====== The data
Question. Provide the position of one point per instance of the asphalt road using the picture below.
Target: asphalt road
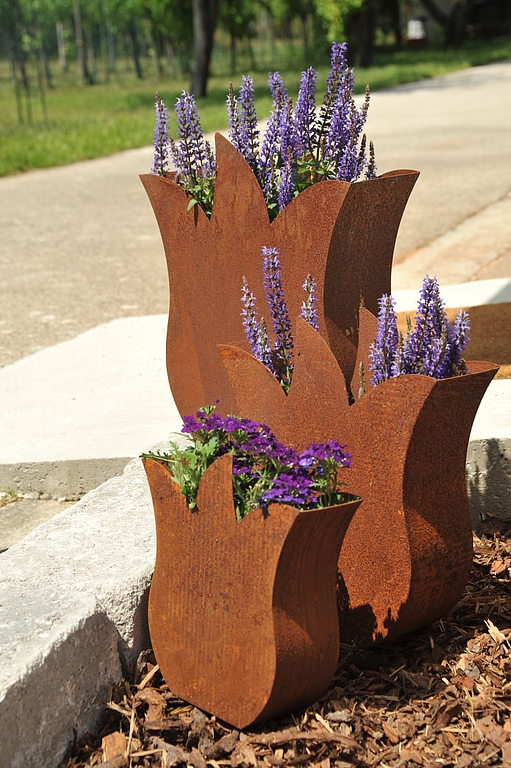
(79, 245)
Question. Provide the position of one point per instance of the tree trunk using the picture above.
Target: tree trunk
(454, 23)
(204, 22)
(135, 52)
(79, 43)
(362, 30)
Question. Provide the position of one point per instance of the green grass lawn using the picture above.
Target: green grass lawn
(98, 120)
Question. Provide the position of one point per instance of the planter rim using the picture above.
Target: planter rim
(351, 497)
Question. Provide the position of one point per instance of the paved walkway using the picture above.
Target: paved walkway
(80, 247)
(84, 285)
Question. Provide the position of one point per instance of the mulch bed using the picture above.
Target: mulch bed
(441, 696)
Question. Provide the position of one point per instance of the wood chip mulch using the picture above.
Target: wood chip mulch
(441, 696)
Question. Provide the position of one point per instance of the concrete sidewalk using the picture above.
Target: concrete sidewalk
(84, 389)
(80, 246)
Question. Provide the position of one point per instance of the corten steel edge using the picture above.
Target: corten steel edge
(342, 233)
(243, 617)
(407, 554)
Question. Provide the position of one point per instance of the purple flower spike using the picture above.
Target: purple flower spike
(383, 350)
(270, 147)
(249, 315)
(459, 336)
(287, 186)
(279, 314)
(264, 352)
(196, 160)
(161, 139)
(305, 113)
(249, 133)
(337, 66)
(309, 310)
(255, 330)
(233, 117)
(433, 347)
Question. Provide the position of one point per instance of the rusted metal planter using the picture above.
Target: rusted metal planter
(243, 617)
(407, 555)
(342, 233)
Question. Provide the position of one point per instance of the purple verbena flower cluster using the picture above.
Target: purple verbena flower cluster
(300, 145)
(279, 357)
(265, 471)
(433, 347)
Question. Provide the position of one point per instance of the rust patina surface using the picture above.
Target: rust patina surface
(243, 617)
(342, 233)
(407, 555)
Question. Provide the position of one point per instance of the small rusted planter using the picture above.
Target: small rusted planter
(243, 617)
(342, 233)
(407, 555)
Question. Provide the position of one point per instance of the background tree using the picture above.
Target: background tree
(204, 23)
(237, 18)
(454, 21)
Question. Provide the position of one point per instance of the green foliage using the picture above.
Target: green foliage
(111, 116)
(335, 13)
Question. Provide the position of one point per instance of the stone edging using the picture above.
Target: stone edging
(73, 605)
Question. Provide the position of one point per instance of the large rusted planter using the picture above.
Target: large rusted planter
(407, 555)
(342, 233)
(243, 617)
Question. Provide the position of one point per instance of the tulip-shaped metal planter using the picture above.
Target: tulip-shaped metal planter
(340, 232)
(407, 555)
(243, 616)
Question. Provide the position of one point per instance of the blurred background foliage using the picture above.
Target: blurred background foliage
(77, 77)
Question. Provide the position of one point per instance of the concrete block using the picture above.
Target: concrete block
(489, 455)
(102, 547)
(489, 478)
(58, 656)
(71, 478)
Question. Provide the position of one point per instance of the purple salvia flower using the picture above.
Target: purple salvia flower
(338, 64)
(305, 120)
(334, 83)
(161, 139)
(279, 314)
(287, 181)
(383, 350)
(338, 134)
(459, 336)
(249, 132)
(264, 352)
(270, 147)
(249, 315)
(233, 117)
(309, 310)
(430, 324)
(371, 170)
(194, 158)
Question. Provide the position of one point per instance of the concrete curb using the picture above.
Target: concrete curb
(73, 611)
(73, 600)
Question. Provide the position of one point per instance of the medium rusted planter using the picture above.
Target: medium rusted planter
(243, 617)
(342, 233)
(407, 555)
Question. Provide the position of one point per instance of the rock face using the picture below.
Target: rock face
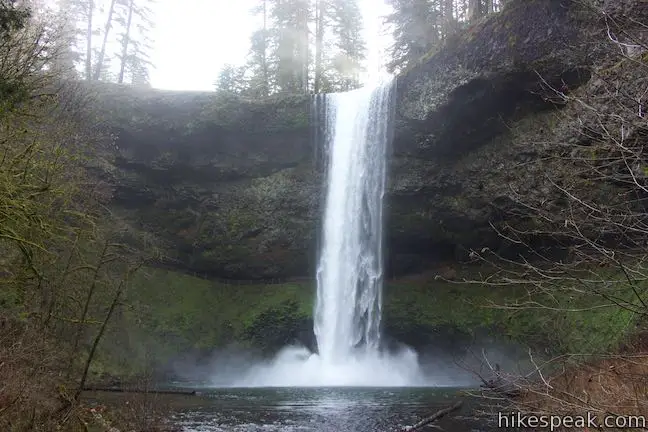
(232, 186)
============
__Stated problem__.
Offset every point coordinate in the answers by 130 while rewriting the items above from the line containing "medium rusted planter using the picture above." through the end of the items, requests included. Leave the pictures out.

__Reply__.
Question. Provide the position of one point per instance of the medium rusted planter using the picture above.
Target: medium rusted planter
(373, 747)
(472, 363)
(537, 685)
Question. Provide the position of one point per instance of the rock face using the picture below.
Target: rock face
(362, 316)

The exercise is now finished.